- _GOAL OF THE EXERCISE_
Return the stretch of the records from their start through the line containing "[542,140,579,290]", both ends included, word for word. Leave the pictures out of the answer.
··········
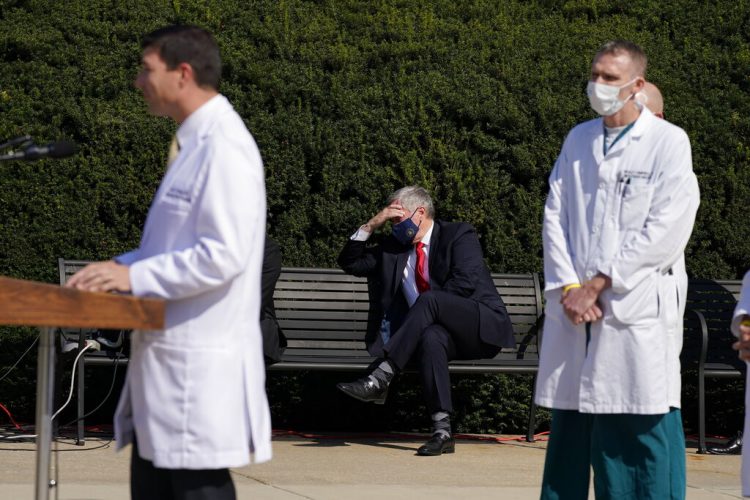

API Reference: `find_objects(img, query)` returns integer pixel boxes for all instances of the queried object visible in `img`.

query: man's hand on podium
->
[65,260,130,292]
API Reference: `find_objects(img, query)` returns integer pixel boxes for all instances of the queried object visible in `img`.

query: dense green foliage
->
[0,0,750,427]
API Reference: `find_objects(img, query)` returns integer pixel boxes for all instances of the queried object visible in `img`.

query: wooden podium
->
[0,276,164,500]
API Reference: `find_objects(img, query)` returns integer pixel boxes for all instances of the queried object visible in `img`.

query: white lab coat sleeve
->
[114,248,138,266]
[732,271,750,337]
[598,128,700,293]
[130,141,265,300]
[542,140,579,290]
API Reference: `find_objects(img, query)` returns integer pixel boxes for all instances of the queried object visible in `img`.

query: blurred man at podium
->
[67,26,271,499]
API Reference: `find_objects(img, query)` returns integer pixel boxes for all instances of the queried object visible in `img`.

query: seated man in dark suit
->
[260,235,286,366]
[337,186,515,455]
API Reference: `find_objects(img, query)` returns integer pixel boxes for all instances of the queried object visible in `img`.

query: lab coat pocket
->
[603,275,659,325]
[620,184,654,230]
[659,274,682,335]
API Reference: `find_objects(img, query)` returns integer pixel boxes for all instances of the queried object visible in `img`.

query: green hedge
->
[0,0,750,434]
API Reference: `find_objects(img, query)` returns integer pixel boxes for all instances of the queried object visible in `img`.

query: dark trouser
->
[384,291,503,413]
[130,436,237,500]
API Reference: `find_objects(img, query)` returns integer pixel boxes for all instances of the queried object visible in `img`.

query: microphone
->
[0,141,78,161]
[0,135,31,149]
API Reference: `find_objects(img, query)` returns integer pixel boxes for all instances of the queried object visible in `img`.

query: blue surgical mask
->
[393,210,422,245]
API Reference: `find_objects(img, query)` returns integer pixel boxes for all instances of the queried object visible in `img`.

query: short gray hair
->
[388,186,435,219]
[594,40,648,78]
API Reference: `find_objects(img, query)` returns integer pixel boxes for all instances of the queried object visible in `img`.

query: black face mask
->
[393,209,422,245]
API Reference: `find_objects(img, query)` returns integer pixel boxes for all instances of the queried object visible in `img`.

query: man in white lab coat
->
[68,26,271,499]
[732,278,750,497]
[536,41,699,499]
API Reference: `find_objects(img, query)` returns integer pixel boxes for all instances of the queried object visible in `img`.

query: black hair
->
[141,25,221,90]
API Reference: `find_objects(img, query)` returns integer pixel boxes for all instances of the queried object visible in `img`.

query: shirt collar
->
[175,94,229,149]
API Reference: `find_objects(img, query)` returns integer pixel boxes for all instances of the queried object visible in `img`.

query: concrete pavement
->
[0,435,742,500]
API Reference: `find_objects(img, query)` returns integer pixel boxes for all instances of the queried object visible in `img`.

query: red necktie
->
[416,241,430,293]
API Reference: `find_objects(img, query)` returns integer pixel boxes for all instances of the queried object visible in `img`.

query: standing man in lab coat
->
[536,41,699,499]
[731,278,750,498]
[68,26,271,499]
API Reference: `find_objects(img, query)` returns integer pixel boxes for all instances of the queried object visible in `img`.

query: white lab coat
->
[115,95,271,469]
[536,109,699,414]
[732,271,750,497]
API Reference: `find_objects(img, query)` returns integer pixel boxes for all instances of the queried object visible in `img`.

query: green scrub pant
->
[541,408,686,500]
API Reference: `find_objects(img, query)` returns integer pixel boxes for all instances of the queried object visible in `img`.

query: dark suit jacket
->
[338,220,515,356]
[260,236,286,366]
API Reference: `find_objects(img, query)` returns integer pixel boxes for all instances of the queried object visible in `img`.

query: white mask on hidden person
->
[586,78,636,116]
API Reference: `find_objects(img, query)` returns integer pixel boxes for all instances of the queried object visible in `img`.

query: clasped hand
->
[560,285,602,325]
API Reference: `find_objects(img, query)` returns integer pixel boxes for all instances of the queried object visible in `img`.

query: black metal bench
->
[681,279,746,453]
[59,259,543,442]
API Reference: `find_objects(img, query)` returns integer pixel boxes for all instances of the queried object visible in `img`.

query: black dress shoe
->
[336,377,388,405]
[706,431,742,455]
[417,432,456,457]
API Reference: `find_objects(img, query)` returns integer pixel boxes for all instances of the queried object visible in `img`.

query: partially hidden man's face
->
[133,49,183,116]
[590,52,643,100]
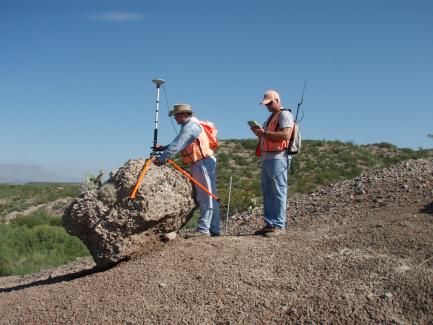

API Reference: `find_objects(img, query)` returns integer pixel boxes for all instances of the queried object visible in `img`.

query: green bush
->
[0,211,89,276]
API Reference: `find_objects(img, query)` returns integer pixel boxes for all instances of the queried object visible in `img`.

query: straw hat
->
[168,104,194,116]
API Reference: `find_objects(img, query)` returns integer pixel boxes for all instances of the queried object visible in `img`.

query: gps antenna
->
[152,79,165,153]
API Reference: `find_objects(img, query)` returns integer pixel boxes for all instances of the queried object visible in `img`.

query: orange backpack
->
[198,121,218,150]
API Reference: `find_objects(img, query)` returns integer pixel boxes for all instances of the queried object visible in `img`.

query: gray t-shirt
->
[262,110,295,160]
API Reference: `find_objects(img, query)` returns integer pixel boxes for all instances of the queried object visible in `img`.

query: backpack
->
[198,121,218,150]
[287,122,302,155]
[255,108,302,157]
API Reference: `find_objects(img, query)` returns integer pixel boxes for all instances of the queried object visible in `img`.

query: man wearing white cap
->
[251,90,294,237]
[152,104,221,237]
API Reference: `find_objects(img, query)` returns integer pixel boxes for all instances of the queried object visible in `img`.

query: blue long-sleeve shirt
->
[158,118,201,163]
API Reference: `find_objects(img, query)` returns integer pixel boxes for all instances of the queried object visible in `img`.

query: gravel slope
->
[0,159,433,324]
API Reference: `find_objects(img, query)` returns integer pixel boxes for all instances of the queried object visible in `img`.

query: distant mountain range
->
[0,164,74,184]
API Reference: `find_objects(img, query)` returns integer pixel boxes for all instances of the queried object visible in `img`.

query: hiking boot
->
[254,227,275,236]
[185,231,210,238]
[263,228,286,237]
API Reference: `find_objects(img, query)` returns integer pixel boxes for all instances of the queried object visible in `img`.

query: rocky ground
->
[0,159,433,324]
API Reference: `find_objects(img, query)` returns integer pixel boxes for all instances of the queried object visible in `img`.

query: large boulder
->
[62,159,196,267]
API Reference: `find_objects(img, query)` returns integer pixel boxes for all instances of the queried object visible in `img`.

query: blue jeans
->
[191,157,221,234]
[262,159,290,229]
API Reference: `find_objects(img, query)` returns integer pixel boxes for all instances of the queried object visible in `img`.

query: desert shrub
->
[0,211,89,276]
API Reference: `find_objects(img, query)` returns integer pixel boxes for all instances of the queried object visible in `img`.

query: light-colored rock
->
[62,159,196,267]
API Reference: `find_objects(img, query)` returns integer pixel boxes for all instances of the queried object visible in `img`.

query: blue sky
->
[0,0,433,179]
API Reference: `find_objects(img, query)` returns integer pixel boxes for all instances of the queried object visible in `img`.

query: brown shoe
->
[263,228,286,237]
[254,227,275,236]
[185,231,210,238]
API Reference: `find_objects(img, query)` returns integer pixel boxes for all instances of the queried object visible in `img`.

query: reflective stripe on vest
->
[180,117,214,164]
[260,110,289,152]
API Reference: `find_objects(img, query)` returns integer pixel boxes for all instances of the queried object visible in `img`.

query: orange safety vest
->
[260,110,289,152]
[180,117,214,164]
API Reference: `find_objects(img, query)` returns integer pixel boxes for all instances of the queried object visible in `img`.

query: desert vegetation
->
[0,139,433,276]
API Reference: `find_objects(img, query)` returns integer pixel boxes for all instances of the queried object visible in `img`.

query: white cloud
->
[85,11,144,22]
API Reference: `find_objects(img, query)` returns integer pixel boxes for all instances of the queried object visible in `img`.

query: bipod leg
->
[167,159,226,207]
[128,158,151,202]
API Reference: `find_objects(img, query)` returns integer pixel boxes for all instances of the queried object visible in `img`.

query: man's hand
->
[150,156,164,166]
[250,126,265,138]
[152,143,167,151]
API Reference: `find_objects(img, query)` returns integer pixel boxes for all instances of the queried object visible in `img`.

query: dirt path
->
[0,161,433,324]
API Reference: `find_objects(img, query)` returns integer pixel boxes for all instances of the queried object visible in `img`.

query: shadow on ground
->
[0,262,120,293]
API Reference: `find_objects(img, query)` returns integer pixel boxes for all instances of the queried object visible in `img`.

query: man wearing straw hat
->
[152,104,221,237]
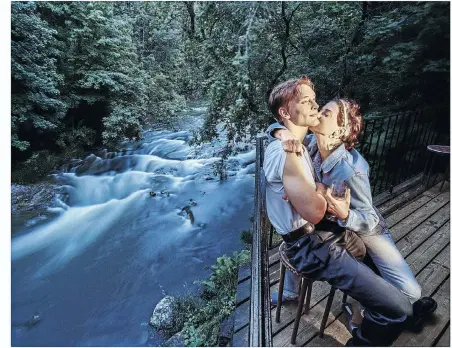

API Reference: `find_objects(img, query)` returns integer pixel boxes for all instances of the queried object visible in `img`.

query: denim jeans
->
[360,231,422,303]
[285,234,413,346]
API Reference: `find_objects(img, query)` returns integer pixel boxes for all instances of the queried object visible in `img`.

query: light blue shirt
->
[266,122,387,235]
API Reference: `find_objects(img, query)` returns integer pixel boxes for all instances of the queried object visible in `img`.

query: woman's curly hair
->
[334,98,363,150]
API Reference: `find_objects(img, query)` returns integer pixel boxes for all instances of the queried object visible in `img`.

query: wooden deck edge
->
[373,173,423,207]
[231,264,251,347]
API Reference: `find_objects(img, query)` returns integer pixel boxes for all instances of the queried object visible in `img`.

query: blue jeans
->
[361,231,422,303]
[285,233,413,346]
[283,231,422,303]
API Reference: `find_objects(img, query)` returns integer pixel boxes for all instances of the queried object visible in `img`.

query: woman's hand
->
[273,129,303,155]
[325,187,350,220]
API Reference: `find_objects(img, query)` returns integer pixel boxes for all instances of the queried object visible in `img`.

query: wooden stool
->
[276,242,347,344]
[423,145,450,192]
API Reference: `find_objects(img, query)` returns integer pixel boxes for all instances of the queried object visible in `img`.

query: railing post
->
[249,137,272,347]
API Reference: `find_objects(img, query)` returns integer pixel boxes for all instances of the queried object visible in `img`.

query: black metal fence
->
[249,108,449,347]
[356,108,449,196]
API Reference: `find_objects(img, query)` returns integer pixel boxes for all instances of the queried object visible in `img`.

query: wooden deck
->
[233,177,450,347]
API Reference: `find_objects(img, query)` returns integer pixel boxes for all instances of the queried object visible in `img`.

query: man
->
[267,99,437,331]
[263,77,412,346]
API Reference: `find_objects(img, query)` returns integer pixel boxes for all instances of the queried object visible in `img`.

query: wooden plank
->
[232,325,250,347]
[306,299,357,347]
[383,181,446,228]
[393,278,450,347]
[270,206,449,334]
[391,192,449,241]
[406,221,450,274]
[423,179,450,197]
[270,179,447,346]
[373,173,422,207]
[397,204,450,257]
[273,282,348,347]
[307,246,450,347]
[416,245,450,296]
[234,300,250,332]
[378,184,432,216]
[435,324,450,347]
[235,279,251,305]
[385,195,432,228]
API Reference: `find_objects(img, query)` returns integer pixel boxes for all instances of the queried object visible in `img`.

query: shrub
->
[161,250,250,347]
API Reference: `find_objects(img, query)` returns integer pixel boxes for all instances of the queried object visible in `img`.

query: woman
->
[267,99,436,320]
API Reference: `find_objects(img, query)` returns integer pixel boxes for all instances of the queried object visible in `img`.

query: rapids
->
[11,107,255,346]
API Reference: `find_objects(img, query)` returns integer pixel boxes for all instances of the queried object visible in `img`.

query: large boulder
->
[165,332,185,347]
[149,296,178,330]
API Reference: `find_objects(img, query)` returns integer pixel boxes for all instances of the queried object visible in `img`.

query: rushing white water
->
[11,108,255,346]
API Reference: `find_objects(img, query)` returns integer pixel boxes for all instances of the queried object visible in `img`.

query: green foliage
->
[56,126,96,158]
[162,250,250,347]
[11,1,450,176]
[11,2,67,151]
[12,150,66,184]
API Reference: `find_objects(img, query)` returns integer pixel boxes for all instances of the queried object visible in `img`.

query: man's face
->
[309,101,340,135]
[287,85,319,127]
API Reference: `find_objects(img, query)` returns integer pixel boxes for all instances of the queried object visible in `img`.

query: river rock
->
[11,182,62,213]
[149,296,178,330]
[165,332,185,347]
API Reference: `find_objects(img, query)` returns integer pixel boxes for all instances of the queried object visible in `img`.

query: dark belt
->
[281,222,315,243]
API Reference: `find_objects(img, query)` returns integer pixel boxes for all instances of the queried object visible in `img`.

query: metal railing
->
[249,109,449,347]
[356,109,449,196]
[248,137,273,347]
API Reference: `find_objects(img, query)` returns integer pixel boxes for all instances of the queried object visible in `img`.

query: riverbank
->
[11,181,67,234]
[149,250,250,347]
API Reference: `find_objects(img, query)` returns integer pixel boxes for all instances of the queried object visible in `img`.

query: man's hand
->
[315,182,327,197]
[273,129,303,155]
[325,187,350,220]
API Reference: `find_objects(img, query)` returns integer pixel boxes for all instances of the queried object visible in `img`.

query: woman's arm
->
[338,173,380,234]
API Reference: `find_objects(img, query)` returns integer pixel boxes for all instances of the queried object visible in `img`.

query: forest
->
[11,1,450,182]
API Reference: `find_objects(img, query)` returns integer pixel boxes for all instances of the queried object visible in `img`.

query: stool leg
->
[290,279,309,344]
[319,286,336,338]
[439,163,450,192]
[304,279,314,314]
[276,262,286,323]
[425,154,436,188]
[342,292,347,303]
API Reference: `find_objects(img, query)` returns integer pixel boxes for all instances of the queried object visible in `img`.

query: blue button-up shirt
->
[266,122,387,235]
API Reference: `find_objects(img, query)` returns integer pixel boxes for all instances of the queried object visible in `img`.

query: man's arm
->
[282,153,327,224]
[265,122,303,154]
[265,122,287,142]
[339,174,380,234]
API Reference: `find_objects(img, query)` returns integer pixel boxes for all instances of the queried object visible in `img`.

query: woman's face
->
[309,101,340,135]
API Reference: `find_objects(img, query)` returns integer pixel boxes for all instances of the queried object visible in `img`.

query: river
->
[11,107,255,346]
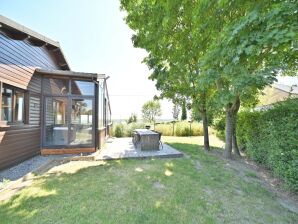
··········
- _THE SOLUTION_
API Reference: `find_objects(img, query)` returns integer pixel boxes for all instances of the queried object visible in `img`.

query: man's hand on podium
->
[65,260,130,292]
API Reference: `find_objects(img, query)` returns integer pixel boxes for all instances of the queried object visible in `img`.

query: dense green foliage
->
[0,0,750,427]
API Reference: `find_objects(img, query)` returns integer pixel boxes for all instances of the queried object visible in `img`.

query: wooden podium
->
[0,276,164,500]
API Reference: `find_objects(img, query)` returns integer pixel boxes for all instances of the queried object visible in `img`.

query: white lab coat sleeve
->
[114,248,138,266]
[732,271,750,337]
[598,128,700,293]
[130,141,265,300]
[542,140,579,290]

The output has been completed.